> [Written request] Return all entries word for word, but drop any images.

[Saved entries]
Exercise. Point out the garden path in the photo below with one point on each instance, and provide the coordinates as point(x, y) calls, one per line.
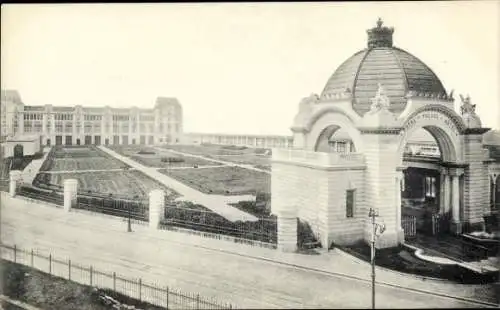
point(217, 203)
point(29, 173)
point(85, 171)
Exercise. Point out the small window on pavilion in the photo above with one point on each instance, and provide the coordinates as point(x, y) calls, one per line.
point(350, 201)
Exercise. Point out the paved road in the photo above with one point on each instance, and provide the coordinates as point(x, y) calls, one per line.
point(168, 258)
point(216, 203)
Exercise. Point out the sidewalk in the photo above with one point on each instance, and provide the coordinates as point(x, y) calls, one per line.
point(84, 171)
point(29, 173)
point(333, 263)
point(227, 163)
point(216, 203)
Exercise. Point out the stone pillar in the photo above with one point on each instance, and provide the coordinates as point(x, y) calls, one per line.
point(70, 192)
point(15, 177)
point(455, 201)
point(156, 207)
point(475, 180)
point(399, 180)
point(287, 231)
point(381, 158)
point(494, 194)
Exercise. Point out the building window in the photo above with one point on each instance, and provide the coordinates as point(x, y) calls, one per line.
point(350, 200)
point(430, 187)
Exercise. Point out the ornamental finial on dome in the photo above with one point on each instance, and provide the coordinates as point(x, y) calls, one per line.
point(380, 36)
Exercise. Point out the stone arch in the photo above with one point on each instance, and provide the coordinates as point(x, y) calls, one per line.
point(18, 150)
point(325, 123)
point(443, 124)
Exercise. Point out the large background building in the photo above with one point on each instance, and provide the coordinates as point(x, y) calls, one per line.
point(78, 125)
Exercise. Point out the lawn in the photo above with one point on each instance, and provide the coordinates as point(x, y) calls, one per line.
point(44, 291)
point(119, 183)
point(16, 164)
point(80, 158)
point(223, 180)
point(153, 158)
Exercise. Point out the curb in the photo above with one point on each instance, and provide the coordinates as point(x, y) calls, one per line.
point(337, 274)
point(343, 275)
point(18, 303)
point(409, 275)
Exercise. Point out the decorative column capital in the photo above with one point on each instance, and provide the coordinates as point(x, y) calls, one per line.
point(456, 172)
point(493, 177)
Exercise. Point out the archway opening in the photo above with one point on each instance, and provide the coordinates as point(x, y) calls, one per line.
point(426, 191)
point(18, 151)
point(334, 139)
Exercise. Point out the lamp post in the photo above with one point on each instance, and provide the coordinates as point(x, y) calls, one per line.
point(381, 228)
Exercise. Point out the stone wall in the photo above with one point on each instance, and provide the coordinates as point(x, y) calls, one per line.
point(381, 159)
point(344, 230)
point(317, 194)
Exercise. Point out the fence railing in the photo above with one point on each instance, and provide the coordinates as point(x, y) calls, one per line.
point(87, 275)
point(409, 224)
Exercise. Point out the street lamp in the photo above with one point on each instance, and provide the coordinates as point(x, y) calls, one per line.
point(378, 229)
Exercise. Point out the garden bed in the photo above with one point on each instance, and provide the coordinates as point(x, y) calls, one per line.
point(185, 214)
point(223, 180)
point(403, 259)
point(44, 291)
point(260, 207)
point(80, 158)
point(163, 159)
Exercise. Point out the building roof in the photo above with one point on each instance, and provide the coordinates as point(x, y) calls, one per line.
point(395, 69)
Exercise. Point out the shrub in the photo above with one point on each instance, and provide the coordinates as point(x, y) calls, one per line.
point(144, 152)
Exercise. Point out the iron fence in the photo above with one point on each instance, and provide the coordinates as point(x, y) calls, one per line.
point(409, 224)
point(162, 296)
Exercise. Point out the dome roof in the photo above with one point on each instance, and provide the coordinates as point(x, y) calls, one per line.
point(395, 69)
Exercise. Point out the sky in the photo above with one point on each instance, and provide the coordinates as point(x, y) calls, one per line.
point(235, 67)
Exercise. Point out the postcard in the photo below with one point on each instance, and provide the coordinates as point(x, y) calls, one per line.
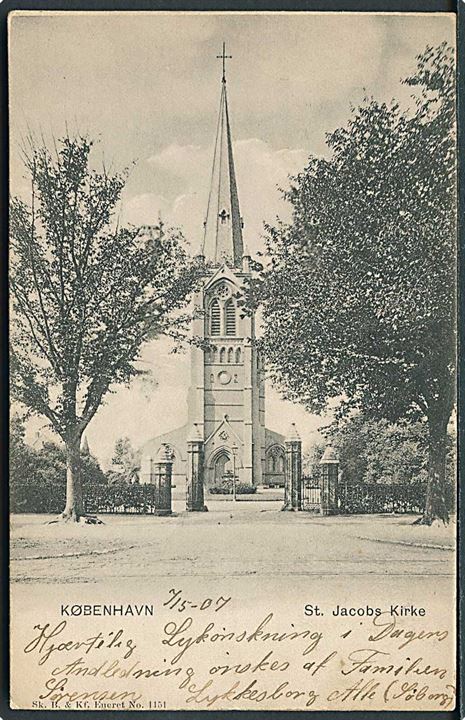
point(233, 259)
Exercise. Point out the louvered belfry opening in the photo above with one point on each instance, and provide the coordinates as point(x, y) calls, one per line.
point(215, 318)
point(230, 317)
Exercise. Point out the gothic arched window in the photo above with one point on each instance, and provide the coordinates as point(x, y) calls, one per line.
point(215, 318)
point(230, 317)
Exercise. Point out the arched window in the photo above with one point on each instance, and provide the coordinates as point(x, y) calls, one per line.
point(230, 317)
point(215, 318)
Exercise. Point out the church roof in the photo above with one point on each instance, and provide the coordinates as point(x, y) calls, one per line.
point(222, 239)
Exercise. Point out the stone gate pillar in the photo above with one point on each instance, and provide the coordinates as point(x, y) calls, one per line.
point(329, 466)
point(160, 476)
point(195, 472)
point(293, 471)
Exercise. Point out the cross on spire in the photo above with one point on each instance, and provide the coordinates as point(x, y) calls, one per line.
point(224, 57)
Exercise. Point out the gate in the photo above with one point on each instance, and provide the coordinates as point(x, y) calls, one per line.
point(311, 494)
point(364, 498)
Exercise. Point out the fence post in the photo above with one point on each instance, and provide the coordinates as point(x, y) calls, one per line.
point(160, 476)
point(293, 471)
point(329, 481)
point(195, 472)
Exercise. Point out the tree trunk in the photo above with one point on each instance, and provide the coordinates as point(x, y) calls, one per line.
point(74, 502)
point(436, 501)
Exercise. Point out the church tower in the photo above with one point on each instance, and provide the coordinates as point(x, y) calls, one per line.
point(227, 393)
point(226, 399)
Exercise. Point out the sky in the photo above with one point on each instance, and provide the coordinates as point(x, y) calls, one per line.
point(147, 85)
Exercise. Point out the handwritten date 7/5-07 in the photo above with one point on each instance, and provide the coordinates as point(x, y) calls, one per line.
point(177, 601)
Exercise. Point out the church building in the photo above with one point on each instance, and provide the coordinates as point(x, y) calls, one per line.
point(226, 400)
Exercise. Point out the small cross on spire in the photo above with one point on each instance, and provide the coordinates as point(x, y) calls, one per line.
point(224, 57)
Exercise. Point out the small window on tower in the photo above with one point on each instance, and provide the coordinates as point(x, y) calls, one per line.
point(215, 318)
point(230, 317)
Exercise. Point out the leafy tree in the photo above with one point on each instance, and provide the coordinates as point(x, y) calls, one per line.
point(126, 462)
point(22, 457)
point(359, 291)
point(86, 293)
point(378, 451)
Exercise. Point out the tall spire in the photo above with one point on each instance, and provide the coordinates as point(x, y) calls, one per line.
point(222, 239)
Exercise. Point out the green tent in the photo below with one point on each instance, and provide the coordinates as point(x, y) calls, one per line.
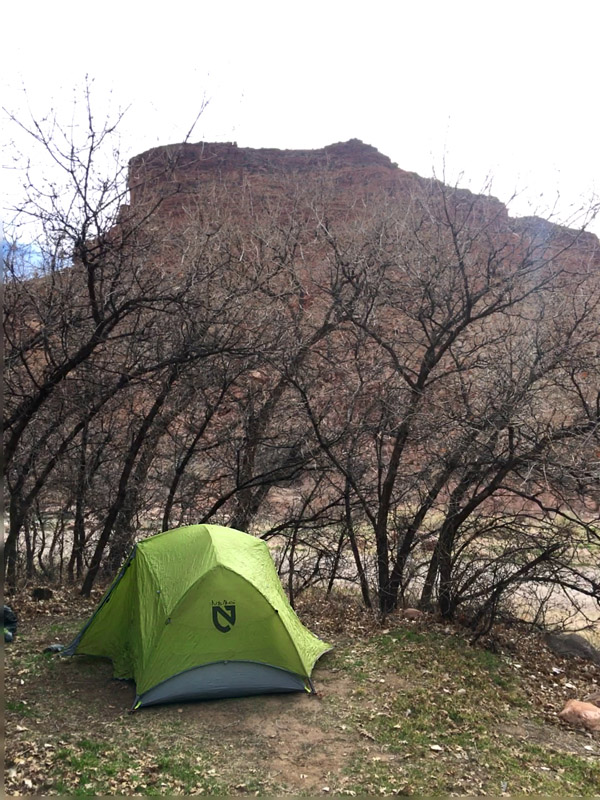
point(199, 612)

> [Expected output]
Exercise. Point out the garden path in the photo below with one point on each instance, and provide the coordinates as point(x, y) calls, one per line.
point(217, 203)
point(29, 173)
point(85, 171)
Exercise. Point out the small window on pavilion in the photo above with one point on each instance, and provide the coordinates as point(x, y) calls, one per line.
point(350, 201)
Exercise. Point out the paved road in the photo above with one point on each instance, and provide the coordinates as point(x, y) calls, one per line.
point(168, 258)
point(216, 203)
Exercise. Point out the sidewalk in the photo above with one point on each instance, and provide the coordinates as point(x, y) calls, one per line.
point(84, 171)
point(29, 173)
point(333, 263)
point(227, 163)
point(216, 203)
Exercise. Point out the stone pillar in the photo above with one point on each instance, and provide the coordinates as point(x, y) calls, one per line.
point(70, 192)
point(15, 177)
point(455, 201)
point(156, 207)
point(475, 180)
point(399, 180)
point(287, 231)
point(381, 158)
point(494, 194)
Exercise. Point out the building window in the photo above with one point on each instance, and provide the coordinates as point(x, y) calls, one per line.
point(350, 200)
point(430, 187)
Exercise. Point out the ornamental finial on dome in the photo above with one point on each instance, and provide the coordinates as point(x, y) calls, one per line.
point(380, 36)
Exercise. Point out the stone arch in the photo above with one point on each instance, and provide the coordinates as point(x, y) calls, one per line.
point(18, 150)
point(325, 123)
point(443, 124)
Exercise. Point out the large background building in the photo above with one point on each instance, and provide the coordinates as point(x, y) calls, one per line.
point(78, 125)
Exercise. Point out the lawn in the photo above with one point on each instance, and provide the coordinates as point(x, y) calls, one per line.
point(44, 291)
point(119, 183)
point(16, 164)
point(80, 158)
point(223, 180)
point(153, 158)
Exercise. Point out the curb in the photo above with one point on each instance, and provide the coordinates as point(x, y) calls, one per line.
point(337, 274)
point(343, 275)
point(18, 303)
point(409, 275)
Exercise. Point out the decorative column capital in the photo above with one point on each instance, and provide the coordinates as point(x, y) calls, one per line.
point(456, 172)
point(493, 177)
Exercise. Point out the archway opening in the photo above with one point on each instance, and provide the coordinates as point(x, y) calls, one per line.
point(426, 191)
point(18, 151)
point(334, 139)
Exercise. Point out the lamp post in the photo above with one point on each instance, and provide the coordinates as point(x, y) calls, one per line.
point(381, 228)
Exercise. Point out the stone wall in the photo above with one point on each instance, and provide the coordinates as point(x, y) calls, one per line.
point(381, 159)
point(344, 230)
point(317, 194)
Exercise. Point out the fence railing in the photo above with one point on each instance, and provide the coordinates as point(x, y) calls, one per line.
point(87, 275)
point(409, 224)
Exercise. Point out the street lamp in the photo above with one point on each instance, and provide the coordinates as point(x, y) calls, one per line.
point(378, 229)
Exercise. Point out the garden bed in the photo above with one point on each instance, and provide the coordinates as point(x, y) calls, one per line.
point(185, 214)
point(223, 180)
point(403, 259)
point(44, 291)
point(260, 207)
point(80, 158)
point(163, 159)
Exercise. Point out the building roof in the photo above with one point on each instance, and provide the coordinates as point(x, y) calls, one per line.
point(395, 69)
Exercise. Point out the shrub in the photo above with one point on each instance, and provide the coordinates as point(x, y) calls, one per line.
point(144, 152)
Exercise. Point out the iron fence in the photo above with one point on each instance, and provide the coordinates as point(x, y) calls, one per line.
point(409, 224)
point(162, 296)
Exercise. Point out the dome roof in the photo above with one point on each instance, and provide the coordinates as point(x, y) calls, one per line.
point(395, 69)
Exercise. Point out the sky in the photo above with one point on each instance, and provide the coordinates as point(x, y) calls, one per line.
point(235, 67)
Exercise. Point out the postcard in the photo below with one point on each instance, and provide the coordinates as point(x, y) calls, one per line.
point(233, 259)
Exercise. Point out the louvered belfry opening in the photo above with one point on each instance, and provide the coordinates as point(x, y) calls, one per line.
point(215, 318)
point(230, 317)
Exercise. Point out the gothic arched window in the photo above with one point on each instance, and provide the coordinates as point(x, y) calls, one per line.
point(215, 318)
point(230, 317)
Exercise. Point out the arched window in the photo above with one point on each instance, and provide the coordinates as point(x, y) calls, one per line.
point(230, 317)
point(215, 318)
Exercise. Point out the church roof in the photo above with one point on each instance, and provide the coordinates as point(x, y) calls, one per line.
point(222, 239)
Exercise. Point out the stone gate pillar in the photo above with one point on each instance, and provide the coordinates as point(x, y) calls, one per line.
point(329, 466)
point(160, 476)
point(195, 472)
point(293, 471)
Exercise. Point out the cross on spire in the photo above with one point on each instance, and provide the coordinates as point(x, y) calls, one per line.
point(224, 57)
Exercise. Point out the gate in the photo above with one point on each instance, and provide the coordinates as point(x, y) calls, one per line.
point(311, 494)
point(364, 498)
Exercise. Point out the fence post in the photo above with one point on each instance, and provide the coordinates as point(x, y) calls, one per line.
point(160, 476)
point(293, 471)
point(329, 481)
point(195, 472)
Exercise. Point out the tree trunk in the photo above with one point on each instance, and provide the coordinates as point(x, y) calls, one per line.
point(74, 502)
point(436, 501)
Exercise. Point out the church tower in the photo above with one point on each instance, and provide the coordinates as point(x, y) calls, one per line.
point(227, 393)
point(226, 399)
Exercise. Point out the sky in the photo above with one point on each instance, and provide the coordinates as point(x, y) calls, one per line.
point(147, 85)
Exercise. Point out the handwritten date 7/5-07 in the photo above with one point on each instance, and provide the coordinates as point(x, y) calls, one per line.
point(177, 601)
Exercise. Point out the church building in the photo above with one point on each instance, and provide the coordinates as point(x, y) calls, one per line.
point(226, 400)
Exercise. Point out the small cross on spire in the photo above with one point on each instance, and provide the coordinates as point(x, y) calls, one per line.
point(224, 57)
Exercise. Point out the small window on tower in the photo above with one point on each instance, and provide the coordinates as point(x, y) calls, one per line.
point(215, 318)
point(230, 317)
Exercise. Point out the leafy tree in the photo above with one point on each instance, and provide the coordinates as point(x, y) calls, one per line.
point(126, 462)
point(22, 457)
point(359, 291)
point(86, 293)
point(378, 451)
Exercise. Point out the tall spire in the photo above with one point on each instance, and provide the coordinates as point(x, y) calls, one per line.
point(222, 239)
Exercise. Point out the green tent in the photo below with one point on each instance, and provide the coordinates as point(x, y) calls, one per line.
point(199, 612)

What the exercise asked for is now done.